Trabajo requerido:
**A)** Cita el fragmento del texto sobre la amistad que va de "III. ...Y conversaba" a "los bienes propios.", ambos incluidos.
**B)** Continúa el texto sobre la amistad con Dios y con los demás a partir de donde termina.

Sección de texto:
III. ...Y conversaba con
Moisés, cara a cara, como habla un hombre con su amigo. Quien vive en amistad
con Dios entenderá con más facilidad el valor de la amistad en sí misma y, sin
instrumentalizarla, será cauce de un apostolado fecundo, como exigencia que le
es natural, que pide comunicar al amigo los bienes propios.
Un
amigo fiel es poderoso protector; el que lo encuentra halla un tesoro. Nada
vale tanto como un amigo fiel; su precio es incalculable. Por eso mismo la
amistad necesita ser protegida y defendida contra el paso del tiempo, que lleva
al olvido, al distanciamiento; contra la envidia, que es frecuentemente lo que
más corrompe la amistad. Ojalá podamos decir como aquel hombre, que terminaba
así unos apuntes autobiográficos: «De algo puedo ufanarme: no creo haber
perdido jamás un amigo».

Datos suministrados:
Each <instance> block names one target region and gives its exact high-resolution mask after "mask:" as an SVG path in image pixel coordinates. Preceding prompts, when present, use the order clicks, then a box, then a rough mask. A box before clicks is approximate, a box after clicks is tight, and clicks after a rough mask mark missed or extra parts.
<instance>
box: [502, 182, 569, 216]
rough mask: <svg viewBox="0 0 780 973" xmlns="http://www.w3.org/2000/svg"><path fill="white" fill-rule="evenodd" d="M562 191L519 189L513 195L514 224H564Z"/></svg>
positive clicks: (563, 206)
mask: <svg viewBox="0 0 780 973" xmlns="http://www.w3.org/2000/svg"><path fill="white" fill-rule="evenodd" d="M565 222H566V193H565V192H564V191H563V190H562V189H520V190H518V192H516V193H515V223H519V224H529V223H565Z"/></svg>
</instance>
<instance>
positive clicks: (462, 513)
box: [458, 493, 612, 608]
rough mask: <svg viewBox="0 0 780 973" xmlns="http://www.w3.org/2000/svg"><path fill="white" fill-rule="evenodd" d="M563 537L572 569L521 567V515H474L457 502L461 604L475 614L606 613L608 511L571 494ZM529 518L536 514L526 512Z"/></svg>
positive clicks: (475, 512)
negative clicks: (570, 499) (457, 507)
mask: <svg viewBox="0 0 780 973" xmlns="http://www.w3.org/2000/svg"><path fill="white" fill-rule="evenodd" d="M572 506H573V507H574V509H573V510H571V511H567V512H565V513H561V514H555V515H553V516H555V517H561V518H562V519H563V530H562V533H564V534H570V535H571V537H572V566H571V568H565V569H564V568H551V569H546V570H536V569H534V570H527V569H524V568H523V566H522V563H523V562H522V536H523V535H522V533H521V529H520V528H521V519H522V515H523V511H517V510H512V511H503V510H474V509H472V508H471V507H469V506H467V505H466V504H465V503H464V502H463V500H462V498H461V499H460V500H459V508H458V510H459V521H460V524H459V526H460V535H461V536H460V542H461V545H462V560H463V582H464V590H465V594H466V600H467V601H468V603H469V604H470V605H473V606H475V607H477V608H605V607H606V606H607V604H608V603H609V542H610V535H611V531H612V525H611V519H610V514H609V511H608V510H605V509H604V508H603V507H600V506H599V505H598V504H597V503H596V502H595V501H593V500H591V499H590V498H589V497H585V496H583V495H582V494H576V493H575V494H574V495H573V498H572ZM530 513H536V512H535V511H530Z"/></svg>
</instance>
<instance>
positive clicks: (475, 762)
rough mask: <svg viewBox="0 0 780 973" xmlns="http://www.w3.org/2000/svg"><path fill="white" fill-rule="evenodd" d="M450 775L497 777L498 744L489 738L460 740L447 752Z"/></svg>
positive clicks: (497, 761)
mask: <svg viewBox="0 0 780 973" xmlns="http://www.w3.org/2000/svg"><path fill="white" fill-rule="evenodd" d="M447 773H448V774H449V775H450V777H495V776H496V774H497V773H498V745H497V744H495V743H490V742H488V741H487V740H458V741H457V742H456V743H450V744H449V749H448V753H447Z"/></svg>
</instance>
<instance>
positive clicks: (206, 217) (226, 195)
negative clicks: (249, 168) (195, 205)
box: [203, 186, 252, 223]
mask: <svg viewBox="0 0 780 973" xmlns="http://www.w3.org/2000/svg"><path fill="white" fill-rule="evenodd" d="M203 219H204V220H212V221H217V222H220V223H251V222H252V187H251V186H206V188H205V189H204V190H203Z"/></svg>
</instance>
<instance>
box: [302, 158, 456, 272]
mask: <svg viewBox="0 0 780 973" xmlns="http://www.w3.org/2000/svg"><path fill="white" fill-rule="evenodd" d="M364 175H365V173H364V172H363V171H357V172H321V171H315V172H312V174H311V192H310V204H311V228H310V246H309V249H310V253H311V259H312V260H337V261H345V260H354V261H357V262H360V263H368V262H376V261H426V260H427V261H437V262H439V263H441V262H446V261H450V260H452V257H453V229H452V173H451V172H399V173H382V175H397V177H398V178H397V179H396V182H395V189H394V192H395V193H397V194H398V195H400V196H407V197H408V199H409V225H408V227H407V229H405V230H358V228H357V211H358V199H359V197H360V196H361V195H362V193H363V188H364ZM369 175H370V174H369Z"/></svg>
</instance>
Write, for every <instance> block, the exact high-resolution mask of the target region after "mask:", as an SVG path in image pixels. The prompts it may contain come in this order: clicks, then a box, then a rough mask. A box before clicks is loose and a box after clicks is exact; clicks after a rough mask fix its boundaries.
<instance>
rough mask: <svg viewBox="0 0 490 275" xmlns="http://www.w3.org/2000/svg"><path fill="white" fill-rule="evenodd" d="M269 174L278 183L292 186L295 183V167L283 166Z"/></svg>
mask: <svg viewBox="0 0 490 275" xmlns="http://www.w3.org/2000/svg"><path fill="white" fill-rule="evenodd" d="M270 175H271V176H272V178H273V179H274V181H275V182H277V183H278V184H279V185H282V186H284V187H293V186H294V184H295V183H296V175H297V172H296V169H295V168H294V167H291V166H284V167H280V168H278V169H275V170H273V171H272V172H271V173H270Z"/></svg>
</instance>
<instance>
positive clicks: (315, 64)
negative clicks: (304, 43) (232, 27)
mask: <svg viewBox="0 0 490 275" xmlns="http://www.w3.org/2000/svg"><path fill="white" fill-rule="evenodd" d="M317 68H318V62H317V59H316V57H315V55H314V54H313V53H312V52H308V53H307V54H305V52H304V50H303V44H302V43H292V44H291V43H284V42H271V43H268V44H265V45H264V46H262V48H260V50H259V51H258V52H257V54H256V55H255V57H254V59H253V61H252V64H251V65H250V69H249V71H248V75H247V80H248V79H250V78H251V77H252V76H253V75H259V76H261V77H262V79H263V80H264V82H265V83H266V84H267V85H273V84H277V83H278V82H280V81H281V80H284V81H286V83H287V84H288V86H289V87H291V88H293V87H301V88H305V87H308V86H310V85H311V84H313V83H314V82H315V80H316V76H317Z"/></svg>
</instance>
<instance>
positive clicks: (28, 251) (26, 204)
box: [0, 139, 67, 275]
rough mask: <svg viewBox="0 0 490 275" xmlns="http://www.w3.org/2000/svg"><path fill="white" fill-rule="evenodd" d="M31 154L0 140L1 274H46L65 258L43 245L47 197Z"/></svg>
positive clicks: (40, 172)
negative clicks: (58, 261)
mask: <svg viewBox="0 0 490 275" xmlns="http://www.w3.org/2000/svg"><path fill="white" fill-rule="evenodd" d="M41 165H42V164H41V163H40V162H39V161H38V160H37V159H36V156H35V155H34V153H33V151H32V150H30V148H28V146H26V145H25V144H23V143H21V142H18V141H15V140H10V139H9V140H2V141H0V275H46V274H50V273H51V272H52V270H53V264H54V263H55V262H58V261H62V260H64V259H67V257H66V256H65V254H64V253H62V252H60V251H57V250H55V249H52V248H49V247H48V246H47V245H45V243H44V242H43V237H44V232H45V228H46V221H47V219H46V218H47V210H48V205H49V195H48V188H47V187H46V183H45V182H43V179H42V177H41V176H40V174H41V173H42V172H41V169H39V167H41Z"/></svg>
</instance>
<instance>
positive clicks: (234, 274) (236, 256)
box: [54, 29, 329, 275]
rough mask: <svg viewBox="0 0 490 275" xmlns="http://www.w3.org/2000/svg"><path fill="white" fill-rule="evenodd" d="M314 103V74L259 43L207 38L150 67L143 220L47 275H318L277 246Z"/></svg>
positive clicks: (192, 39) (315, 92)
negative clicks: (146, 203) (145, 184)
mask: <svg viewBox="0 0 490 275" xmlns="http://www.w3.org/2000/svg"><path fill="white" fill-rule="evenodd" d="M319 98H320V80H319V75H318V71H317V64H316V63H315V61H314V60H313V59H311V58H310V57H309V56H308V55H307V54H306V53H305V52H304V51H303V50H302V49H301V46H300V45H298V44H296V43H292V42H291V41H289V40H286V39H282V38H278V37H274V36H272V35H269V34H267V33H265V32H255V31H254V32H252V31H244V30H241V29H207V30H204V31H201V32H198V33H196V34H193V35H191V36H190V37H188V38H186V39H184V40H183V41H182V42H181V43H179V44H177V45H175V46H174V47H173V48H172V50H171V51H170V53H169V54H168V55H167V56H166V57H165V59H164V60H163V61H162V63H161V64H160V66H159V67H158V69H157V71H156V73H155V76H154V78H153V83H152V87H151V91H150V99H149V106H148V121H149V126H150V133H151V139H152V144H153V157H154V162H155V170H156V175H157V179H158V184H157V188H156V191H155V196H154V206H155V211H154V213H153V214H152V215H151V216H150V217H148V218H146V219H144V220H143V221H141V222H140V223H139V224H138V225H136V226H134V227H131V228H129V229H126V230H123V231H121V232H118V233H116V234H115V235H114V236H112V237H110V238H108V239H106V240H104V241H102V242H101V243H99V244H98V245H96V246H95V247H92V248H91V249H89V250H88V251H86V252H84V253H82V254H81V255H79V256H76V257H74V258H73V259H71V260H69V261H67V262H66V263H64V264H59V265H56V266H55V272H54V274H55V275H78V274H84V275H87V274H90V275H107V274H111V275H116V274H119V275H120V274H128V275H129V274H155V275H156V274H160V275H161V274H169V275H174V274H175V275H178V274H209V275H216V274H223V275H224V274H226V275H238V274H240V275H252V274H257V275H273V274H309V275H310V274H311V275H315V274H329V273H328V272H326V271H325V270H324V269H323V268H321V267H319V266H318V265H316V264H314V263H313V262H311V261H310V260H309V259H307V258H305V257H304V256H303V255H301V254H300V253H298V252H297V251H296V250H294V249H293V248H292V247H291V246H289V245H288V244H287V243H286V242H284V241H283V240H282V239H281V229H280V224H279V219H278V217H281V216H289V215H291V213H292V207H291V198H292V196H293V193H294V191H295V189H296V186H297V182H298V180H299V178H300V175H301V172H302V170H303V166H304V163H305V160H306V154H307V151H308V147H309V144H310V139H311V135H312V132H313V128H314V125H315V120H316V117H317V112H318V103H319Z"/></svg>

Respuestas a continuación:
**A)**
III. ...Y conversaba con
Moisés, cara a cara, como habla un hombre con su amigo. Quien vive en amistad
con Dios entenderá con más facilidad el valor de la amistad en sí misma y, sin
instrumentalizarla, será cauce de un apostolado fecundo, como exigencia que le
es natural, que pide comunicar al amigo los bienes propios.

**B)**
Al
amigo se le pide que sea fiel, que se mantenga firme en las dificultades, que
resista la prueba del tiempo y de las contradicciones, que salga en defensa de
su amigo en cualquier situación que se presente: «ser fieles a la amistad
verdadera ‑aconsejaba San Ambrosio-, porque nada hay más hermoso en las
relaciones humanas. Ciertamente consuela mucho en esta vida tener un amigo a
quien abrir el corazón, desvelar la propia intimidad y manifestar las penas del
alma; alivia mucho tener un amigo fiel que se alegre contigo en la prosperidad,
comparta tu dolor en la adversidad y te sostenga en los momentos difíciles».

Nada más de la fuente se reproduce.